[Photo labels with boxes]
□ □ □

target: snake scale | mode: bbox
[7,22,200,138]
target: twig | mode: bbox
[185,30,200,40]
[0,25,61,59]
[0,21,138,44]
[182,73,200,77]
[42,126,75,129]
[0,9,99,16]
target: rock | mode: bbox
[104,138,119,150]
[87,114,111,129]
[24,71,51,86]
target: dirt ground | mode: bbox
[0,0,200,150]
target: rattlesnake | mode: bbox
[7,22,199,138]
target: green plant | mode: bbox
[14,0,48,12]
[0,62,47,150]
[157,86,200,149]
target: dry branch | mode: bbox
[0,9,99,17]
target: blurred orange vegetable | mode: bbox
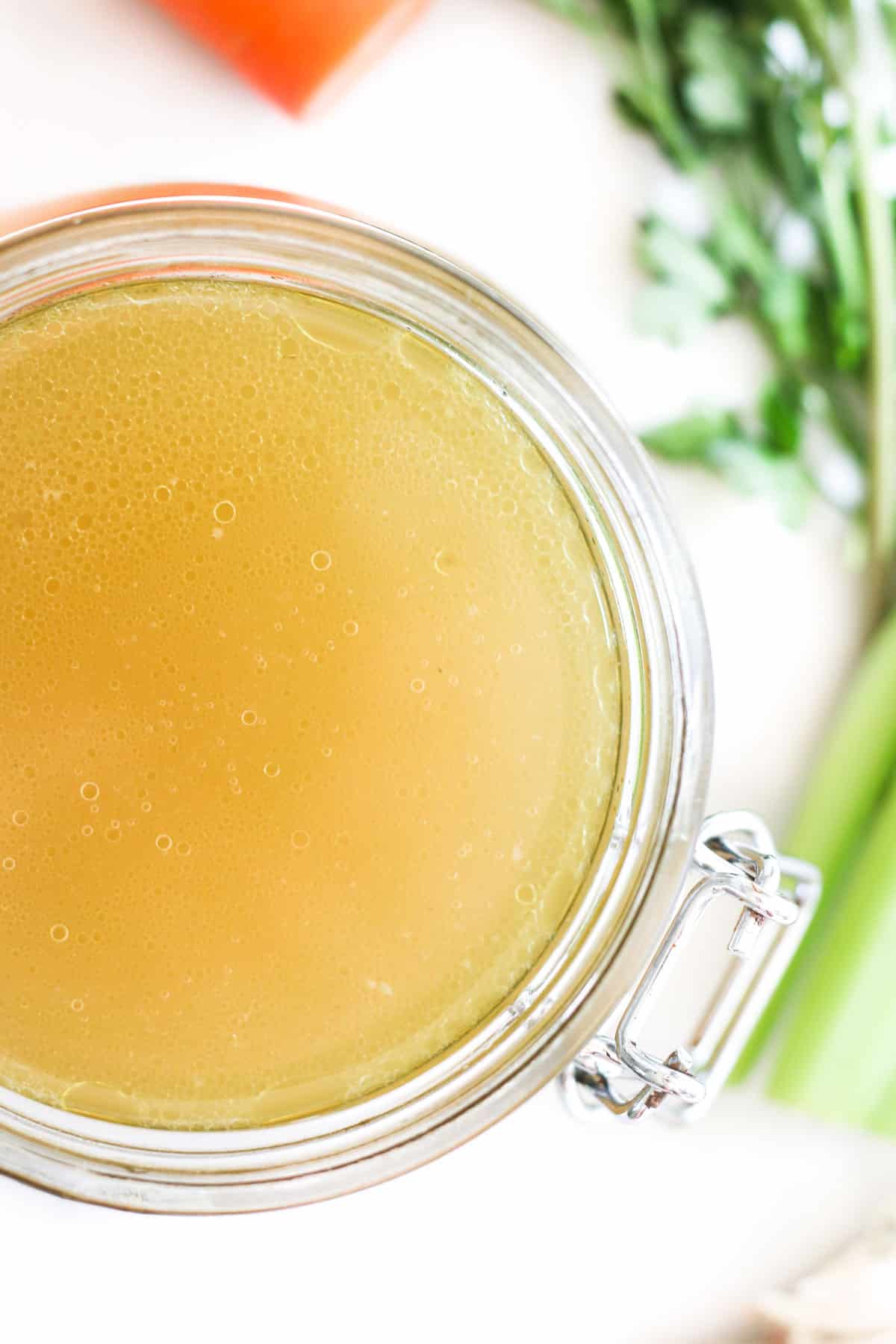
[155,0,427,111]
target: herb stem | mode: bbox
[629,0,701,172]
[853,96,896,612]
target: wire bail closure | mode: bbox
[558,812,821,1119]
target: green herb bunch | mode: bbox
[543,0,896,575]
[541,0,896,1137]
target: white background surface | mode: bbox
[0,0,896,1344]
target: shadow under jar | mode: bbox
[0,188,817,1213]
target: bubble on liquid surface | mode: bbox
[0,281,618,1129]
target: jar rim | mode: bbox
[0,188,712,1213]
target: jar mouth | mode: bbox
[0,188,712,1213]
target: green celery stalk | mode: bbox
[768,763,896,1133]
[732,610,896,1082]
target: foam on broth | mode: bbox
[0,279,620,1127]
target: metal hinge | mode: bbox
[559,812,821,1119]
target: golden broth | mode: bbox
[0,279,619,1127]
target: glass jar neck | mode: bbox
[0,195,712,1208]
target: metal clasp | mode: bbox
[559,812,821,1119]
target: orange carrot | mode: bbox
[155,0,426,111]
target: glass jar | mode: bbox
[0,188,815,1213]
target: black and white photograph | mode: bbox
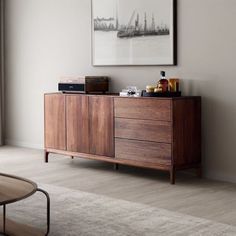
[92,0,175,66]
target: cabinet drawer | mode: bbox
[114,98,171,121]
[115,118,172,143]
[115,138,171,165]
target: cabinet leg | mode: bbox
[114,163,119,170]
[44,151,49,163]
[196,166,202,178]
[170,167,175,184]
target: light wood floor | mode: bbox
[0,146,236,226]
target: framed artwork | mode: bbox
[92,0,177,66]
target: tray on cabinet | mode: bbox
[142,90,181,97]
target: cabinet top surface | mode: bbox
[44,92,201,100]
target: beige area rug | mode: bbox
[4,185,236,236]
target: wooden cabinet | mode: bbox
[45,94,201,184]
[89,96,114,157]
[66,95,89,153]
[44,94,66,150]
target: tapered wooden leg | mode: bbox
[196,166,202,178]
[44,150,49,163]
[114,163,119,170]
[170,166,175,184]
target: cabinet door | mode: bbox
[89,96,114,157]
[44,94,66,150]
[66,95,89,153]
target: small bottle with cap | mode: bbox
[157,71,168,93]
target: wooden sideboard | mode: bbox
[44,93,201,184]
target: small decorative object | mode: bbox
[120,86,142,97]
[92,0,177,66]
[169,78,179,92]
[157,71,169,93]
[146,85,156,93]
[142,71,181,97]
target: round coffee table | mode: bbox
[0,173,50,235]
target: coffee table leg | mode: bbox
[36,188,50,236]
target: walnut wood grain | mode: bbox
[66,95,89,153]
[89,96,114,157]
[115,138,171,165]
[114,98,172,121]
[173,98,201,168]
[45,94,201,184]
[115,118,172,143]
[44,94,66,150]
[47,149,171,171]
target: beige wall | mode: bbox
[6,0,236,182]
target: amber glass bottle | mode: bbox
[157,71,168,93]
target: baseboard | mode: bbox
[204,171,236,184]
[5,139,44,149]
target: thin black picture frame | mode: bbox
[91,0,178,67]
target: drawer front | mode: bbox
[115,138,171,165]
[115,118,172,143]
[114,98,172,121]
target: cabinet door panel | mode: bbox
[89,96,114,157]
[66,95,89,153]
[44,94,66,150]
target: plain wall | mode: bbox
[6,0,236,182]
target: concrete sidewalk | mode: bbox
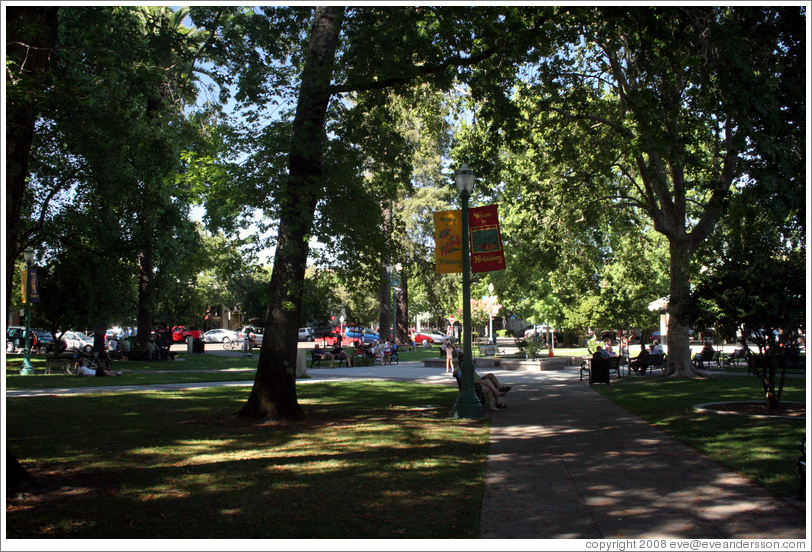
[480,368,807,539]
[6,362,807,539]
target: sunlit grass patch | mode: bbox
[7,382,488,538]
[594,377,806,496]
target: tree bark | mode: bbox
[395,272,410,345]
[134,245,155,351]
[239,6,344,419]
[6,6,59,305]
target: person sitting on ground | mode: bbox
[322,341,352,368]
[76,358,124,376]
[310,343,326,360]
[592,345,610,360]
[147,337,161,362]
[370,341,383,364]
[443,339,456,374]
[629,343,648,373]
[453,369,510,412]
[694,341,716,364]
[603,339,617,356]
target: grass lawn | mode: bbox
[6,378,488,539]
[593,377,806,496]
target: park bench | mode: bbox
[453,370,488,405]
[629,353,668,376]
[120,349,177,362]
[747,354,806,376]
[310,350,347,368]
[45,355,73,374]
[477,343,505,356]
[694,351,722,370]
[723,348,747,367]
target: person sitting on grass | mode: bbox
[453,369,510,412]
[322,341,352,368]
[76,358,124,376]
[629,343,648,373]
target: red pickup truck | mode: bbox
[172,326,200,341]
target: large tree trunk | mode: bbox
[134,245,155,351]
[6,6,59,305]
[665,239,698,377]
[395,273,410,345]
[239,6,344,419]
[378,267,392,341]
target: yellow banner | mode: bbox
[20,268,28,304]
[434,209,462,274]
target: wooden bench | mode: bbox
[45,356,73,374]
[694,351,722,370]
[120,349,177,362]
[629,353,668,376]
[747,354,806,376]
[477,343,505,356]
[310,349,349,368]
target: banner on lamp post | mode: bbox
[434,209,470,274]
[468,205,505,273]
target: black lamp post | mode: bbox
[20,247,35,376]
[454,163,483,418]
[386,263,403,344]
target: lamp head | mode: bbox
[455,163,475,194]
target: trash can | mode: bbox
[589,358,610,385]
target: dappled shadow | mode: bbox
[480,380,805,539]
[7,383,485,539]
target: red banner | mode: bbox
[468,205,505,273]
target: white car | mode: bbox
[203,328,237,343]
[417,330,454,345]
[62,330,93,353]
[237,326,265,347]
[524,324,547,339]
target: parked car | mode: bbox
[415,330,454,346]
[6,326,36,353]
[237,326,265,347]
[524,324,547,339]
[344,326,381,343]
[409,330,436,347]
[62,330,93,353]
[172,326,201,341]
[203,328,237,343]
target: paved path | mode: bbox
[6,362,807,539]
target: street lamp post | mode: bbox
[20,247,35,376]
[454,163,483,418]
[386,263,403,343]
[488,282,496,345]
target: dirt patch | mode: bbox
[694,401,806,418]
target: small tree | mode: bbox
[685,249,806,409]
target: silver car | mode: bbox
[203,328,237,343]
[57,330,93,353]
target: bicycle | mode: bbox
[65,351,112,376]
[223,337,245,351]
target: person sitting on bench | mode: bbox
[322,341,352,368]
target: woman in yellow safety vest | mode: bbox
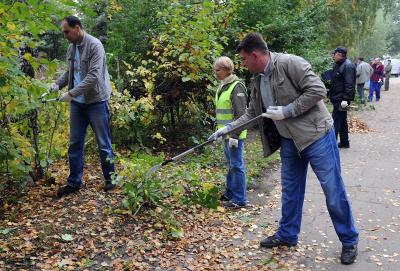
[214,56,247,209]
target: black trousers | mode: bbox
[332,102,349,145]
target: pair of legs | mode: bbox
[68,101,115,188]
[385,77,390,91]
[357,83,365,104]
[276,129,358,246]
[224,139,246,206]
[368,82,381,102]
[332,101,350,146]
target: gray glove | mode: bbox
[58,92,72,103]
[266,106,286,120]
[228,138,239,148]
[49,83,60,93]
[208,125,231,140]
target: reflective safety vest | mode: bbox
[215,81,247,139]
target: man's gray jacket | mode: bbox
[231,53,333,156]
[56,32,111,104]
[356,61,373,84]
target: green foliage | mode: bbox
[0,0,68,191]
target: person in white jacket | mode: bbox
[356,57,373,104]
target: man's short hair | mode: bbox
[236,32,268,53]
[214,56,235,74]
[333,46,347,56]
[63,15,83,29]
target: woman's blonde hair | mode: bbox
[214,56,235,74]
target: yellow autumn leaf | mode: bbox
[7,22,16,31]
[144,81,154,91]
[24,53,32,61]
[6,100,17,114]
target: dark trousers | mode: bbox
[332,101,349,145]
[68,101,115,187]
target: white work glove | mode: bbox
[208,126,231,140]
[228,138,239,148]
[58,92,72,103]
[266,106,286,120]
[49,83,60,93]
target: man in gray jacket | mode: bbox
[50,16,115,198]
[356,57,373,104]
[210,33,358,264]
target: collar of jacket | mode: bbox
[251,52,282,90]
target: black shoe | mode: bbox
[222,201,246,209]
[338,142,350,149]
[340,245,358,264]
[57,184,79,199]
[219,194,231,201]
[260,235,297,248]
[103,181,117,192]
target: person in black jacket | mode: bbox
[328,46,356,148]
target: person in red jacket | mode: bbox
[368,58,385,102]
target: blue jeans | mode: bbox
[68,101,115,187]
[276,129,358,246]
[224,139,246,205]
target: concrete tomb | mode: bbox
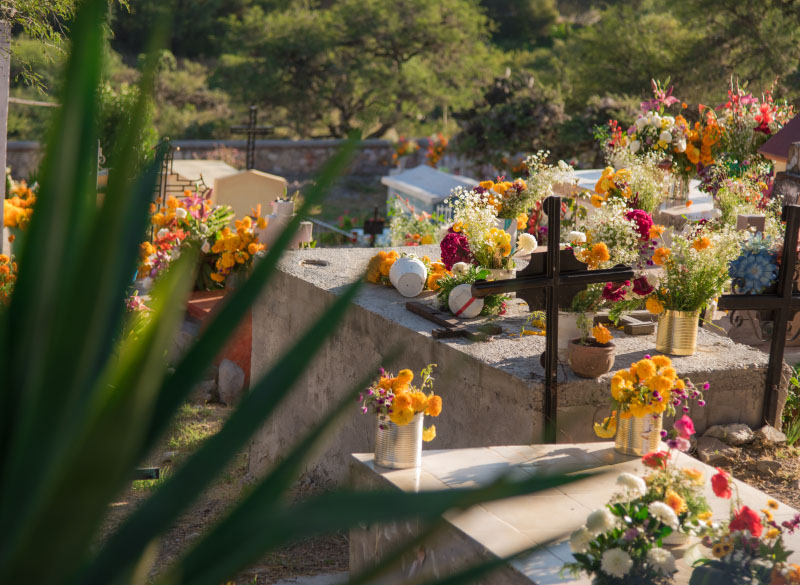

□ □ □

Aim of the task: Identify every line in the entries above that contains the string "glove", and copy each of those lines. Case counts.

Exercise result:
target: gray glove | mode: bbox
target: white work glove | mode: bbox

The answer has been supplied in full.